▶ Texte à lire
<<<<
Y a-t-il dans ce roman des traces d’un quelconque regard belge, alors que l’action s’inscrit dans la province française puis s’échappe à Londres avant de revenir finalement à la Ville-Lumière ? Oui, mais pas un regard d’écrivain ; de peintre. t’Serstevens pourrait signer James Ensor sa description carnavalesque de la sarabande des hâbleurs qui agitent le célèbre coin de Hyde Park, « les uns brandissant des croix, les autres des bannières, des cryptogrammes, des parapluies et des sceptres, des goupillons ou des longues-vues, arborant à leurs chefs triangles, cercles, losanges, dodécaèdres, appuyés de clairons, de timbales, de cornemuses, de pianos moroses, de saxophones quinteux ; mais tous certifiant l’absolu de leurs inspirations, l’intégrale vérité de leurs dires[…] » ? Et aussi Masereel, sa description de l’homoncule écrasé par la grande ville qui « l’enveloppait, terrible, innombrable, houleuse comme une mer : il allait à la dérive, réduit à son pauvre idéal mal arrimé, à l’épave battue, crevée sans calfatage, que représentaient ses espérances débiles et sa volonté chancelante ».
>>>>
▶ Consigne
Prolongez le texte à lire, consacré au roman de t'Serstevens, en reprenant juste après sa dernière phrase.

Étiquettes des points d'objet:
<<<<
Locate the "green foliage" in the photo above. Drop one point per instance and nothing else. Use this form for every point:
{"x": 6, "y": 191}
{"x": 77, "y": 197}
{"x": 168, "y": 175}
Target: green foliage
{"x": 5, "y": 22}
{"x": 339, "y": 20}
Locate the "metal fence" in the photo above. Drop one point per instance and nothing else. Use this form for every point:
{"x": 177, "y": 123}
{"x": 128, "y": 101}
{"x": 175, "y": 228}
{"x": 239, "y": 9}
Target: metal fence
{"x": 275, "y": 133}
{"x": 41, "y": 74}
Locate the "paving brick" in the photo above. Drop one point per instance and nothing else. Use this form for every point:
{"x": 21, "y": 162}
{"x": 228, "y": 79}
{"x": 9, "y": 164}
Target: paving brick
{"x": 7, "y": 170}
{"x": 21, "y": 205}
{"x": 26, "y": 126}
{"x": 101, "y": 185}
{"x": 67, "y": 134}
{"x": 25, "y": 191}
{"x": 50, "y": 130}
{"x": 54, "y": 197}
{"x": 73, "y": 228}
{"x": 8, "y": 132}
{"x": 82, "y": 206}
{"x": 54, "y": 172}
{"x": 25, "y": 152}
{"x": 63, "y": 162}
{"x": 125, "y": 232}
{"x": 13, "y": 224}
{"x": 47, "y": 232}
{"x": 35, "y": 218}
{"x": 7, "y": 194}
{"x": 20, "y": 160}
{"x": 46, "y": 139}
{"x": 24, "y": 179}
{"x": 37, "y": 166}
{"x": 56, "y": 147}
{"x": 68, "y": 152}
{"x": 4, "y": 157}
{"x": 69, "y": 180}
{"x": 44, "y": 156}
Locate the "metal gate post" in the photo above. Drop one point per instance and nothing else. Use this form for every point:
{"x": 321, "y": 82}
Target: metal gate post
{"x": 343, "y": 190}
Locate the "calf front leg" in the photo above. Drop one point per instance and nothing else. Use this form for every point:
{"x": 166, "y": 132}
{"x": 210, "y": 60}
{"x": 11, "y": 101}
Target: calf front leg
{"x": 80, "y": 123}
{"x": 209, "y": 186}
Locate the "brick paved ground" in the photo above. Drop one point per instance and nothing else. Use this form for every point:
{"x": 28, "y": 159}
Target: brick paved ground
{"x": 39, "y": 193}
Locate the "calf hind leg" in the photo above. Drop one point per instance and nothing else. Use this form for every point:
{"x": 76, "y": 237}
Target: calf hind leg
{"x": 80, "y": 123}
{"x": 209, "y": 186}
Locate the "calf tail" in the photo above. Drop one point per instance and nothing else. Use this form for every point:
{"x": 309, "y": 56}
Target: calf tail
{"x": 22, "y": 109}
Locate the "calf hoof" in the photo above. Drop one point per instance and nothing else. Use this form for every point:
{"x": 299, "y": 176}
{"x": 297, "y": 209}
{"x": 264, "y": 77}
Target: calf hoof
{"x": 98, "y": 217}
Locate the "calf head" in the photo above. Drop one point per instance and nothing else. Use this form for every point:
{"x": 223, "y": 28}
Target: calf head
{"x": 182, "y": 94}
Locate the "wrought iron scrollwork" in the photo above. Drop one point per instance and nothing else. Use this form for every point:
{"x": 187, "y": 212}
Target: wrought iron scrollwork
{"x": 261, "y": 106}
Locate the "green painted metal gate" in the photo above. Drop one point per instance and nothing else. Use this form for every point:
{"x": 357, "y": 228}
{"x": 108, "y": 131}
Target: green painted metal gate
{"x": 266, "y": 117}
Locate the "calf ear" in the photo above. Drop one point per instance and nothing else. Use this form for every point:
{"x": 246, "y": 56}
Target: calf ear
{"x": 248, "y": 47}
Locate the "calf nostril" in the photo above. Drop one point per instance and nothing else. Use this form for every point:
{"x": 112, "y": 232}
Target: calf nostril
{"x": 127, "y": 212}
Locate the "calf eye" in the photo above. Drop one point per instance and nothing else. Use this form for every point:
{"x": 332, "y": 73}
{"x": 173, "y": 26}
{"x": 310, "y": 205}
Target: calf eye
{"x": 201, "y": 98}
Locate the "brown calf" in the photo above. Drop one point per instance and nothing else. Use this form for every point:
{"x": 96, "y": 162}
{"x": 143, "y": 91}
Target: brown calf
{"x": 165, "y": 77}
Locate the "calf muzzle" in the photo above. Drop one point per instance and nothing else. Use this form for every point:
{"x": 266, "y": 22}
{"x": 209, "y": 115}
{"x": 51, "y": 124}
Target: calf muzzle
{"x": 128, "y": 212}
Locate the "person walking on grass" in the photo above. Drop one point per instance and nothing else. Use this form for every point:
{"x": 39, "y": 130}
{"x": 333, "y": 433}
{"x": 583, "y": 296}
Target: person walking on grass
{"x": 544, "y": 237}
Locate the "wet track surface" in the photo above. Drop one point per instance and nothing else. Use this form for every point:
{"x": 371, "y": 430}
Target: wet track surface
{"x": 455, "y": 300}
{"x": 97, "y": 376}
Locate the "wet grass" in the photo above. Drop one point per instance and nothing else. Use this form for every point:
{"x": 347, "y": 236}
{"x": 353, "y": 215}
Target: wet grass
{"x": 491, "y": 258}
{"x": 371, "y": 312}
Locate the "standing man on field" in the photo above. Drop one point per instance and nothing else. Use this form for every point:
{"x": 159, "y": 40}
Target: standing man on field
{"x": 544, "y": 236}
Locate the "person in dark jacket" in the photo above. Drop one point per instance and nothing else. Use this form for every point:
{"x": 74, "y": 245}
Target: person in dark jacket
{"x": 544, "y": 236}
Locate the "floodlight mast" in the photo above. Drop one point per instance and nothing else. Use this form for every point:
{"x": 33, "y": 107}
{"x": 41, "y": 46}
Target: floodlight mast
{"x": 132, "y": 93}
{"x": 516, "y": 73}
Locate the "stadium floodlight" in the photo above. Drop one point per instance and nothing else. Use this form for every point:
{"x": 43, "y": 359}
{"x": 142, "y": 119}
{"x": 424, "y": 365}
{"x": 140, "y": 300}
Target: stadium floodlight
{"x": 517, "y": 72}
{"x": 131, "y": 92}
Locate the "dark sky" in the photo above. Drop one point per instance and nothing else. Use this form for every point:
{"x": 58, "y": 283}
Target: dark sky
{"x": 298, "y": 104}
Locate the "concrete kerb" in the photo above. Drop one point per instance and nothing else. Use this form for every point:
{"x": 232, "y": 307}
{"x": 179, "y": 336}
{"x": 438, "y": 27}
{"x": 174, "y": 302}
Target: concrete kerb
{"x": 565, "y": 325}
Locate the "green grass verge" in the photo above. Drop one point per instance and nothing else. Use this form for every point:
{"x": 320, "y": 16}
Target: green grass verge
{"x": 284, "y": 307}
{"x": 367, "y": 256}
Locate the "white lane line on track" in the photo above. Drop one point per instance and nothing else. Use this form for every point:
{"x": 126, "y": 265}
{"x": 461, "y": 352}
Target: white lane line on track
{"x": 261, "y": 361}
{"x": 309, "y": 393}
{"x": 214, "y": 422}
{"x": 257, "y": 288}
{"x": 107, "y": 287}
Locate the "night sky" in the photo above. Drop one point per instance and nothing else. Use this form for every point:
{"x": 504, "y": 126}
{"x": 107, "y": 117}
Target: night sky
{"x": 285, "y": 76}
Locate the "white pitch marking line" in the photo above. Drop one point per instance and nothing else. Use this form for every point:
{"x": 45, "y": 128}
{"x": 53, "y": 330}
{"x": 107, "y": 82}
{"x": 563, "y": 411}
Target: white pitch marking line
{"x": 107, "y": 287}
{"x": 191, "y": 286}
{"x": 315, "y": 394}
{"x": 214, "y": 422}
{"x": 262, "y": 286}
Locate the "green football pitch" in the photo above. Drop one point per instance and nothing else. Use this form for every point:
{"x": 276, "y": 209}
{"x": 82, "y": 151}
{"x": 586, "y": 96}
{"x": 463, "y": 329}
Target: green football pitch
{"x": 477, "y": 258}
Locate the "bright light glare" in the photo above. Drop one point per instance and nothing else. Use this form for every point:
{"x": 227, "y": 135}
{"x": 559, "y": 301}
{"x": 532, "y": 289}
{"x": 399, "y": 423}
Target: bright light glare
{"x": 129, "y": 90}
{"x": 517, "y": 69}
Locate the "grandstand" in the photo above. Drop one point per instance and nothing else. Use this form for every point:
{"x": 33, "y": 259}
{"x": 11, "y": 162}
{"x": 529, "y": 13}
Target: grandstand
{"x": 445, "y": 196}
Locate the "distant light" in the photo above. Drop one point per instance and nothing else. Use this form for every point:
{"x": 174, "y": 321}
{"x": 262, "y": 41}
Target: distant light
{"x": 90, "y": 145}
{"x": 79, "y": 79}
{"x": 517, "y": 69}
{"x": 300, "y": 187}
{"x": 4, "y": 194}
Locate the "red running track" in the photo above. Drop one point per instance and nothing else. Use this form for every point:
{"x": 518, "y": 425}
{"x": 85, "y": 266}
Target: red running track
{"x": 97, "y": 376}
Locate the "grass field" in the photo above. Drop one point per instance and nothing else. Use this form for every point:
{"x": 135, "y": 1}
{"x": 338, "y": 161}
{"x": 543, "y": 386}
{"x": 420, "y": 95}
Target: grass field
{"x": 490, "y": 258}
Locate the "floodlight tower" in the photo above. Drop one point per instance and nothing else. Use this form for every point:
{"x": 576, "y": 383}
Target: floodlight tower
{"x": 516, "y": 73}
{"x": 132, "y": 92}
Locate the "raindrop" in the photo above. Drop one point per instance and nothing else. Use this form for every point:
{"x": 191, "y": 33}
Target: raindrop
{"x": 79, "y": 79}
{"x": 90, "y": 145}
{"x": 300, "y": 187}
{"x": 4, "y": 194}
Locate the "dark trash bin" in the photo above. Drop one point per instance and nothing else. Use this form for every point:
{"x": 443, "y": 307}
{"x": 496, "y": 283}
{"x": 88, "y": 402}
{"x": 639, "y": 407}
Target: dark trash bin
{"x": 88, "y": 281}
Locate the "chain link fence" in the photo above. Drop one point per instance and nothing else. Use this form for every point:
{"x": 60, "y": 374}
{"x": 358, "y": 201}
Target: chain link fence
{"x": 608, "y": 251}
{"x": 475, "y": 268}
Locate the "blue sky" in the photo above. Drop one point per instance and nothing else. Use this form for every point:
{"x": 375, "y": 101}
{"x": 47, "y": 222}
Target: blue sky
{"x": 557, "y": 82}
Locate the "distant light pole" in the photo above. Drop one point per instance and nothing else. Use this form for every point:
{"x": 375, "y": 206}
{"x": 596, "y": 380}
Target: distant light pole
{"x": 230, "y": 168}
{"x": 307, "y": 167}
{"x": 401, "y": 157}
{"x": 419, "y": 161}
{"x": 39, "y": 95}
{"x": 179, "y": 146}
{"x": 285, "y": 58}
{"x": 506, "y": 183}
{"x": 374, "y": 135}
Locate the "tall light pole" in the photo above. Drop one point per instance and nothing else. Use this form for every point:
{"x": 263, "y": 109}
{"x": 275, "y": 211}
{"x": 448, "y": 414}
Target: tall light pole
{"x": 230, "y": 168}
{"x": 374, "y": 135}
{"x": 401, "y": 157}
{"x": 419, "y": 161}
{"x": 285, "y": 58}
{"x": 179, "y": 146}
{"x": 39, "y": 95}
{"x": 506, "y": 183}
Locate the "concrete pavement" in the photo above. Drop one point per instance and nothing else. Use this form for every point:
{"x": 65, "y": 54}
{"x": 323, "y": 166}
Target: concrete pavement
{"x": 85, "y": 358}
>>>>
▶ Réponse produite
L’essai de Jean-Pierre Martinet, reproduit à la suite du texte, n’évoque pas cette dimension picturale essentielle dans l’approche sensible du roman. Il étourdit plutôt le lecteur à coups de références, de comparaisons et de rapprochements, comme si ce name dropping était nécessaire à l’intégration de t’Serstevens dans « la grande littérature ». Au moins Martinet, outsider génial s’il en fut, était-il vraiment à même de comprendre qu’avec Albert t’Serstevens, on avait affaire à « un homme doué pour le bonheur, ce qui n’est guère fréquent chez les écrivains : le sel sur la peau, les pays inconnus, la tendresse des femmes, la littérature goûtée en gourmet, voilà qui lui paraît bien suffisant pour justifier une vie ».
Inféodé à nul parti ni idéologie réactionnaires, t’Serstevens n’aura écrit Un apostolat que pour en dégager l’expérience lucide de sa désillusion. Une leçon d’écriture et de liberté, dispensée par un des meilleurs maîtres qui soit – de ceux qui vous somment de vous dépêcher d’oublier ce qu’ils viennent de vous inculquer. « Oui, murmura-t-il, quel tas de blagues… »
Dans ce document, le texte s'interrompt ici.